OBJECTIVE:
Can you reproduce the stretch of records from the line containing "Curation task — class label: shadow" through the end, changing "small boat" to "rowboat" and leaving everything else untouched?

[Source records]
§

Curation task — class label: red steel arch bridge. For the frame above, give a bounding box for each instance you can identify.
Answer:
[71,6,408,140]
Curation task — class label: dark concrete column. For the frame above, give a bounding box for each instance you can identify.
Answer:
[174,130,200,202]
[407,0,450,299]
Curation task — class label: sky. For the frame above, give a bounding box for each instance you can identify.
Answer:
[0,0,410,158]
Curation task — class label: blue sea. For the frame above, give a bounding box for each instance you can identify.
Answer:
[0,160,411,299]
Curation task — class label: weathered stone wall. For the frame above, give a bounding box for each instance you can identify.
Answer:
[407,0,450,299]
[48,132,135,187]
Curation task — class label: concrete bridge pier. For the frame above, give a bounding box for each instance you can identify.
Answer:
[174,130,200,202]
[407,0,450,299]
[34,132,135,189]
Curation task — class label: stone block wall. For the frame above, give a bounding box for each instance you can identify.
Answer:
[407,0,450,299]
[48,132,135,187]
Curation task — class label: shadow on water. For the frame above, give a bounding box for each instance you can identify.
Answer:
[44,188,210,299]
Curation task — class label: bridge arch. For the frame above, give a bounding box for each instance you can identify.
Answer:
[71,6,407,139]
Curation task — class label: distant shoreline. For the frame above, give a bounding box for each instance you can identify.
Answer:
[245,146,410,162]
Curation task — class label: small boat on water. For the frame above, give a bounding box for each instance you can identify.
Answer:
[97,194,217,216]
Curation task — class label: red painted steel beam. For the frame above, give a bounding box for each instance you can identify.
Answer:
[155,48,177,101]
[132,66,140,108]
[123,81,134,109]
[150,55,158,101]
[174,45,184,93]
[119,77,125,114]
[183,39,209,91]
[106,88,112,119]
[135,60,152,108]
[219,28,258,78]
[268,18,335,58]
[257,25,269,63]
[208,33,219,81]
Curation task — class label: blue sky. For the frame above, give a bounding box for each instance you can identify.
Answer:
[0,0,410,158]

§

TASK RESPONSE:
Curation task — class label: shadow on water. For the frame above, give a bounding box for each instance you can identify.
Answer:
[44,188,210,299]
Curation task — class label: bridge arch. For the frame above, give a bounding box for each instance you can identify.
Answer:
[71,6,407,139]
Curation task — class label: distant shoreline. For the frame above, give a bounding box for each instance you can identify.
Answer:
[245,146,410,162]
Curation task — class label: rowboat on water. For the frame above, give a bounding box for each instance you can identify.
Answer:
[97,194,217,216]
Curation task — class label: red painted steel beam. For the frame above, give a bounding box for each instance you can identify.
Answer:
[155,48,177,101]
[132,66,140,108]
[123,81,134,109]
[150,55,158,101]
[174,45,184,93]
[119,77,125,114]
[183,39,209,91]
[106,88,112,119]
[135,60,152,108]
[219,28,258,78]
[268,18,335,58]
[257,25,269,63]
[208,33,219,81]
Curation task — class label: blue sky. For the frame above, give a bounding box for each instance you can identify.
Answer:
[0,0,410,158]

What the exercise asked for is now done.